TASK PROMPT — Below are some entries. Count how many of their lines include "sign", then give that number only.

DATA SHOWN Start Marker

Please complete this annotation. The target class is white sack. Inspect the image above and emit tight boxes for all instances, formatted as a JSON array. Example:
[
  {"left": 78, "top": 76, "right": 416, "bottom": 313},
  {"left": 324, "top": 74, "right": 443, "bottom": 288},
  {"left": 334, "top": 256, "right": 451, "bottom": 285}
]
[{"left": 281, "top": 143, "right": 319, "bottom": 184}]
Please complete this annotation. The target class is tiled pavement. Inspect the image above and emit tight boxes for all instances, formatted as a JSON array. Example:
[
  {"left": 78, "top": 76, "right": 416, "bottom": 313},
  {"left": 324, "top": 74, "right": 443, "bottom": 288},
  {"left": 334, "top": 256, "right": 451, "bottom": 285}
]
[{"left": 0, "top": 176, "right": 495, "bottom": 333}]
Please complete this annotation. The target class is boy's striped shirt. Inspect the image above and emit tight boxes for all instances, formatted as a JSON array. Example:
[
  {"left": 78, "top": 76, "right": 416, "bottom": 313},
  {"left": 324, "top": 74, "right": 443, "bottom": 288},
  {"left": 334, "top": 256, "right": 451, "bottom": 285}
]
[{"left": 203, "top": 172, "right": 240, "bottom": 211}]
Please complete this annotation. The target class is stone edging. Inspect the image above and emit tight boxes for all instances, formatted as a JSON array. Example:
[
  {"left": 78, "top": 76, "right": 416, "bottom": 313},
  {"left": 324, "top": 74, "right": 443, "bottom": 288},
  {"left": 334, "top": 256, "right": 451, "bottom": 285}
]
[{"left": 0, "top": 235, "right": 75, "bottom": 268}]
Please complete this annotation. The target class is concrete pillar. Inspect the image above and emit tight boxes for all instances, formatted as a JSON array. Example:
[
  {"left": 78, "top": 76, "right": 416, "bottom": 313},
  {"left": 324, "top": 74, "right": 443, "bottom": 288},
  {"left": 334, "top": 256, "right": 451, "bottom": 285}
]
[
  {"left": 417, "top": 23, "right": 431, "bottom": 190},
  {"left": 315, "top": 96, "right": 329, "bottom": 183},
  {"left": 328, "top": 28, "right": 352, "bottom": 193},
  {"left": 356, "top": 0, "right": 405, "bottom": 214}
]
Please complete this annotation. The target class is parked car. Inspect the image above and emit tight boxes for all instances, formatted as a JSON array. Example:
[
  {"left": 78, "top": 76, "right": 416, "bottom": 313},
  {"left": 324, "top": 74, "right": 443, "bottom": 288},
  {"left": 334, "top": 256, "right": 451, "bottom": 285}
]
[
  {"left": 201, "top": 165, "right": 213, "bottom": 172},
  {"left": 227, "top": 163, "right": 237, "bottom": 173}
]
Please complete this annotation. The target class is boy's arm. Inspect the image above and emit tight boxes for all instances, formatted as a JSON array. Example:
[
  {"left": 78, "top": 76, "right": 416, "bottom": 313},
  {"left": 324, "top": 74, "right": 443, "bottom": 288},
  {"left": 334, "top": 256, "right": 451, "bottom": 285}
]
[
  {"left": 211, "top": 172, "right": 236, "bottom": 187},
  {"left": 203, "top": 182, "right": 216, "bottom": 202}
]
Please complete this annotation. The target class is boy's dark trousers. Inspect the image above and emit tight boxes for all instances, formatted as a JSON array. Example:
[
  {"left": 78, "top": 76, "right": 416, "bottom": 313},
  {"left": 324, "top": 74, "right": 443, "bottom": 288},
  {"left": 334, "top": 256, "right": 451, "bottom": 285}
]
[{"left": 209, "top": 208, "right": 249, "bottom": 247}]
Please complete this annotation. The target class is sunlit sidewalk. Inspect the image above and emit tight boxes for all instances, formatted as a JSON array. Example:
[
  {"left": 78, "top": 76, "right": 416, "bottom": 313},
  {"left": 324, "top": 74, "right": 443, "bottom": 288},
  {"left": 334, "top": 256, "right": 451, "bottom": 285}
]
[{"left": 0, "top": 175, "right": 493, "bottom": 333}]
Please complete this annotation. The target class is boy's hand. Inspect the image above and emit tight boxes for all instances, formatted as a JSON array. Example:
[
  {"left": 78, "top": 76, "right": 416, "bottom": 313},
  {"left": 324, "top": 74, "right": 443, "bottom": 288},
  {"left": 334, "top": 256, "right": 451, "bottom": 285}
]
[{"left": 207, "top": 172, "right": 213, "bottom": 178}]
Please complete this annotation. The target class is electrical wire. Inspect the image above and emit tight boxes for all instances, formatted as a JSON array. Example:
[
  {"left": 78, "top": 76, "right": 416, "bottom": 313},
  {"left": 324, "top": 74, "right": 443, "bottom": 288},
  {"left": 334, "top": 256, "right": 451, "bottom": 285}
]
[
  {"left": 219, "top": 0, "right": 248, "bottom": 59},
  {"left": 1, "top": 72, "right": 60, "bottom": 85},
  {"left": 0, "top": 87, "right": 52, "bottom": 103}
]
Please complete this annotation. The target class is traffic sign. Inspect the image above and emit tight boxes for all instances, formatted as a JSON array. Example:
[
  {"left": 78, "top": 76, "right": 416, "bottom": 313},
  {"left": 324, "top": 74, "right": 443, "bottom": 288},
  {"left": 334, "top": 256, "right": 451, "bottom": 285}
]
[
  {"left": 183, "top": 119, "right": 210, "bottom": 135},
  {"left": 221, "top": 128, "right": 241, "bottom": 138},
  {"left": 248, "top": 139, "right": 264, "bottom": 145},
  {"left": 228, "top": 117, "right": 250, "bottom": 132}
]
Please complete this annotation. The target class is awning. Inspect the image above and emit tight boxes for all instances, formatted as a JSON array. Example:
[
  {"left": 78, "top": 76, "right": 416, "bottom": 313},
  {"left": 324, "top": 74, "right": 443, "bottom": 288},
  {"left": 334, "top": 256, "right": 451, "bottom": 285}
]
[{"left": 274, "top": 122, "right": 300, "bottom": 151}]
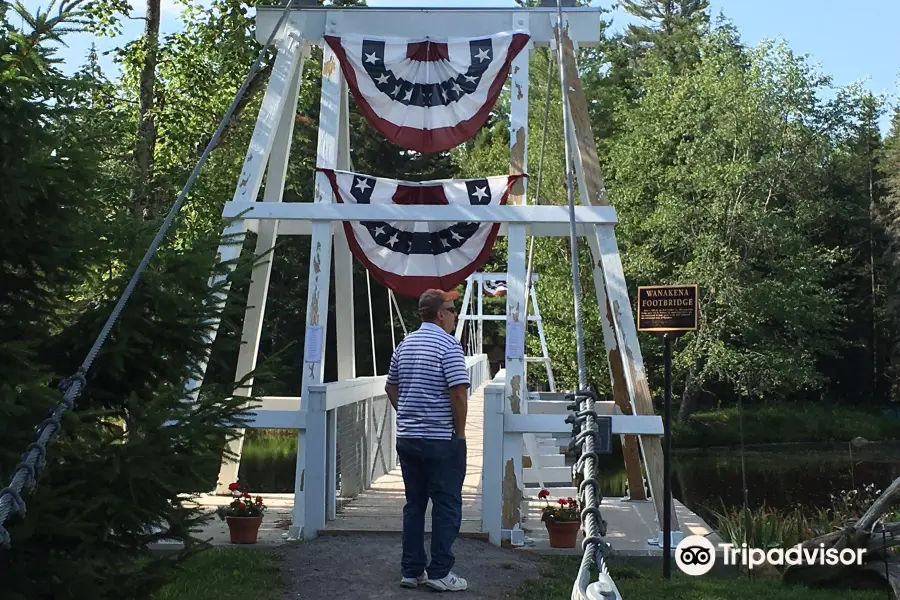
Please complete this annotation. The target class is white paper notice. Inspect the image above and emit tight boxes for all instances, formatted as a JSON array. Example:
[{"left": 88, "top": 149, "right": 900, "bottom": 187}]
[
  {"left": 505, "top": 320, "right": 525, "bottom": 360},
  {"left": 304, "top": 325, "right": 324, "bottom": 363}
]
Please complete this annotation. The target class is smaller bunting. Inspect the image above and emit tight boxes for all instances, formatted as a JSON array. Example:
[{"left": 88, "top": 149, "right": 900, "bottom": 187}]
[{"left": 318, "top": 168, "right": 523, "bottom": 298}]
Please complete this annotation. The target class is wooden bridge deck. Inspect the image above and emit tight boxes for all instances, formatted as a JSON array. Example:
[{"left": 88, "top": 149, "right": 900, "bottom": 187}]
[{"left": 319, "top": 384, "right": 487, "bottom": 537}]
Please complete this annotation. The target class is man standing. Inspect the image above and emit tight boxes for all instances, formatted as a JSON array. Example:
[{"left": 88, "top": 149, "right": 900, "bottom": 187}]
[{"left": 385, "top": 288, "right": 470, "bottom": 592}]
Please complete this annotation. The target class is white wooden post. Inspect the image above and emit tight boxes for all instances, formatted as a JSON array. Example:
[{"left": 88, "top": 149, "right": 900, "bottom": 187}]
[
  {"left": 181, "top": 24, "right": 305, "bottom": 417},
  {"left": 291, "top": 220, "right": 334, "bottom": 539},
  {"left": 509, "top": 11, "right": 530, "bottom": 208},
  {"left": 215, "top": 40, "right": 309, "bottom": 493},
  {"left": 530, "top": 283, "right": 556, "bottom": 392},
  {"left": 333, "top": 70, "right": 355, "bottom": 382},
  {"left": 501, "top": 224, "right": 528, "bottom": 537},
  {"left": 477, "top": 275, "right": 484, "bottom": 355},
  {"left": 290, "top": 31, "right": 345, "bottom": 539},
  {"left": 454, "top": 277, "right": 473, "bottom": 341},
  {"left": 302, "top": 387, "right": 328, "bottom": 539},
  {"left": 326, "top": 409, "right": 337, "bottom": 520},
  {"left": 481, "top": 383, "right": 504, "bottom": 545}
]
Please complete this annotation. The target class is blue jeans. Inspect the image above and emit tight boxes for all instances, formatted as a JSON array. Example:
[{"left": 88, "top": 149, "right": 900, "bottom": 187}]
[{"left": 396, "top": 435, "right": 467, "bottom": 580}]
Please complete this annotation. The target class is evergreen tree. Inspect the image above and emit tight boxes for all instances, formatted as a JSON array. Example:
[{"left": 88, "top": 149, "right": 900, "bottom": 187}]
[
  {"left": 0, "top": 3, "right": 269, "bottom": 598},
  {"left": 620, "top": 0, "right": 710, "bottom": 68}
]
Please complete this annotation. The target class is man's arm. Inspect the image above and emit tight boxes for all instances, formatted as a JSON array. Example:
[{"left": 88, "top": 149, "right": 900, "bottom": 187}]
[
  {"left": 448, "top": 384, "right": 468, "bottom": 439},
  {"left": 385, "top": 349, "right": 399, "bottom": 410},
  {"left": 385, "top": 383, "right": 399, "bottom": 411},
  {"left": 442, "top": 343, "right": 471, "bottom": 439}
]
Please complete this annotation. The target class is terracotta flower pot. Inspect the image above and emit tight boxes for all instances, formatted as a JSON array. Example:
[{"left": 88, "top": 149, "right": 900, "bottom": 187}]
[
  {"left": 225, "top": 515, "right": 263, "bottom": 544},
  {"left": 545, "top": 519, "right": 580, "bottom": 548}
]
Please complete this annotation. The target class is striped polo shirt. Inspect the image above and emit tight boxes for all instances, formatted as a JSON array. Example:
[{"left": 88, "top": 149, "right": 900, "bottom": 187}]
[{"left": 387, "top": 322, "right": 470, "bottom": 440}]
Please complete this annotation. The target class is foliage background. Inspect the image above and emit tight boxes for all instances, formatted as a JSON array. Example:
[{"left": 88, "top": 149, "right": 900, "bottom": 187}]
[{"left": 2, "top": 0, "right": 900, "bottom": 596}]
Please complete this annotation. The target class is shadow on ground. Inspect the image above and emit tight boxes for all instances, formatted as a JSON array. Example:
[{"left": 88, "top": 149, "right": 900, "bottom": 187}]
[{"left": 280, "top": 533, "right": 542, "bottom": 599}]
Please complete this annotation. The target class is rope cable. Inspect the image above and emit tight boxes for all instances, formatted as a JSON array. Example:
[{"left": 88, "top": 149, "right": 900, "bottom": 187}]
[
  {"left": 388, "top": 289, "right": 407, "bottom": 337},
  {"left": 524, "top": 46, "right": 554, "bottom": 322},
  {"left": 551, "top": 2, "right": 616, "bottom": 598},
  {"left": 388, "top": 288, "right": 397, "bottom": 351},
  {"left": 0, "top": 0, "right": 300, "bottom": 548},
  {"left": 366, "top": 269, "right": 377, "bottom": 375}
]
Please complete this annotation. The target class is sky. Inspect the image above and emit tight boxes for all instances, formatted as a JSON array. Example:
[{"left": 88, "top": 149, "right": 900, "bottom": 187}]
[{"left": 18, "top": 0, "right": 900, "bottom": 134}]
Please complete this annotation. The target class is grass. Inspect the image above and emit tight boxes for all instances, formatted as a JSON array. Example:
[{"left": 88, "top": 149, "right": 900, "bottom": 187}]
[
  {"left": 515, "top": 557, "right": 887, "bottom": 600},
  {"left": 150, "top": 548, "right": 284, "bottom": 600},
  {"left": 672, "top": 402, "right": 900, "bottom": 448}
]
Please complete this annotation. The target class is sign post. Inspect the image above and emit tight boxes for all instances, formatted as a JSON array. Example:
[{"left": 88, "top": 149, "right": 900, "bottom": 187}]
[{"left": 636, "top": 284, "right": 699, "bottom": 579}]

DATA SHOWN End Marker

SOLUTION — 2